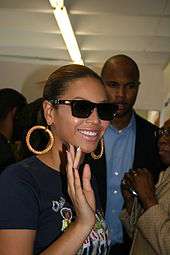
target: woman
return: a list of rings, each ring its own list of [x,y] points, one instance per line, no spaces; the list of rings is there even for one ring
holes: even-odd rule
[[[126,210],[121,218],[133,236],[131,255],[170,254],[170,119],[158,132],[158,148],[167,169],[161,172],[156,187],[147,169],[124,177]],[[134,202],[128,190],[136,192]]]
[[[78,167],[83,153],[100,156],[94,151],[114,105],[100,77],[81,65],[51,74],[43,98],[51,149],[12,165],[0,178],[0,254],[107,254],[93,178],[85,165],[81,186]]]

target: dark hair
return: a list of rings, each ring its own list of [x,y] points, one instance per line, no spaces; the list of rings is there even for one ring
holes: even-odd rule
[[[139,71],[138,65],[136,64],[136,62],[132,58],[130,58],[129,56],[124,55],[124,54],[114,55],[114,56],[110,57],[109,59],[107,59],[106,62],[104,63],[104,65],[103,65],[102,70],[101,70],[101,76],[103,77],[106,70],[109,67],[111,67],[113,64],[123,63],[123,62],[128,64],[129,66],[131,66],[134,69],[134,71],[136,73],[136,76],[139,80],[140,71]]]
[[[44,99],[38,98],[31,103],[25,105],[16,115],[15,120],[15,140],[21,141],[21,148],[19,151],[20,159],[24,159],[33,155],[29,151],[25,138],[28,130],[35,125],[45,125],[46,121],[43,115],[42,103]],[[48,143],[48,135],[41,130],[34,131],[31,135],[31,144],[37,150],[42,150]]]
[[[92,77],[103,83],[101,77],[86,66],[71,64],[60,67],[49,76],[44,87],[44,99],[59,98],[64,94],[69,82],[84,77]]]
[[[3,120],[14,107],[18,110],[26,103],[26,98],[17,90],[11,88],[0,89],[0,120]]]

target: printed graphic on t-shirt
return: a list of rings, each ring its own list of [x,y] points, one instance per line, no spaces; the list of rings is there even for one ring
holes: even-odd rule
[[[61,232],[64,232],[74,220],[74,212],[71,207],[68,207],[68,204],[62,197],[59,201],[52,201],[52,204],[52,209],[56,213],[59,212],[61,215]],[[108,254],[109,245],[108,230],[103,219],[103,214],[100,211],[97,211],[96,224],[84,241],[82,247],[79,249],[77,255],[106,255]]]

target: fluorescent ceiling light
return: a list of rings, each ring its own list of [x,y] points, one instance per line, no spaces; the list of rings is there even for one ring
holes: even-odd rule
[[[67,50],[74,63],[84,65],[81,58],[81,53],[78,43],[70,23],[70,19],[64,6],[63,0],[49,0],[51,6],[54,8],[54,16],[60,28],[61,34],[67,46]]]

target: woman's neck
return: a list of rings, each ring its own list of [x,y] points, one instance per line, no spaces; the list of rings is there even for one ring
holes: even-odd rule
[[[66,166],[66,152],[52,148],[49,152],[38,155],[37,158],[56,171],[62,171]]]

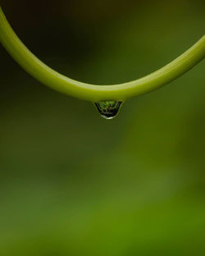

## [Requirements]
Transcribe all of the material above line for line, without changing any character. Omit the pictures from your copy.

## [Solution to this exercise]
target: woman
return: a list of rings, each ring its own list of [x,y] points, one instance per line, no spaces; the list of rings is there even for one ring
holes: even-odd rule
[[[126,210],[121,218],[133,236],[131,255],[170,254],[170,119],[158,132],[158,148],[167,169],[161,172],[156,187],[147,169],[124,177]],[[134,202],[128,190],[136,192]]]
[[[78,167],[83,153],[100,156],[94,151],[114,105],[100,77],[81,65],[51,74],[43,98],[51,149],[12,165],[0,178],[0,254],[107,254],[93,178],[85,165],[81,186]]]

target: dark hair
return: a list of rings, each ring its own list of [x,y] points, one instance per line, no spaces; the list of rings is there even for one ring
holes: even-odd rule
[[[139,71],[138,65],[136,64],[136,62],[132,58],[130,58],[129,56],[124,55],[124,54],[114,55],[114,56],[110,57],[109,59],[107,59],[106,62],[104,63],[104,65],[103,65],[102,70],[101,70],[101,76],[103,77],[106,70],[109,67],[111,67],[113,64],[123,63],[123,62],[128,64],[129,66],[131,66],[134,69],[134,71],[136,73],[136,76],[139,80],[140,71]]]
[[[44,99],[38,98],[31,103],[25,105],[16,115],[15,120],[15,140],[21,141],[21,148],[19,151],[20,159],[24,159],[33,155],[29,151],[25,138],[28,130],[35,125],[45,125],[46,121],[43,115],[42,103]],[[48,143],[48,135],[41,130],[34,131],[31,135],[31,144],[37,150],[42,150]]]
[[[92,77],[103,83],[101,77],[86,66],[71,64],[60,67],[49,76],[44,87],[44,99],[59,98],[64,94],[69,82],[84,77]]]
[[[3,120],[14,107],[18,110],[26,103],[26,98],[17,90],[11,88],[0,89],[0,120]]]

target: printed graphic on t-shirt
return: a list of rings, each ring its own list of [x,y] points, one instance per line, no spaces; the list of rings is there even for one ring
holes: even-odd rule
[[[61,232],[64,232],[74,220],[74,212],[71,207],[68,207],[68,204],[62,197],[59,201],[52,201],[52,204],[52,209],[56,213],[59,212],[61,215]],[[108,254],[109,245],[108,230],[103,219],[103,214],[100,211],[97,211],[96,224],[84,241],[82,247],[79,249],[77,255],[106,255]]]

target: fluorescent ceiling light
return: a list of rings, each ring its own list of [x,y] points, one instance per line, no spaces; the list of rings is there even for one ring
holes: even-odd rule
[[[67,50],[74,63],[84,65],[81,58],[81,53],[78,43],[70,23],[70,19],[64,6],[63,0],[49,0],[51,6],[54,8],[54,16],[60,28],[61,34],[67,46]]]

target: woman's neck
return: a list of rings, each ring its own list of [x,y] points, one instance per line, no spaces; the list of rings is there even for one ring
holes: even-odd rule
[[[66,166],[66,152],[52,148],[49,152],[38,155],[37,158],[56,171],[62,171]]]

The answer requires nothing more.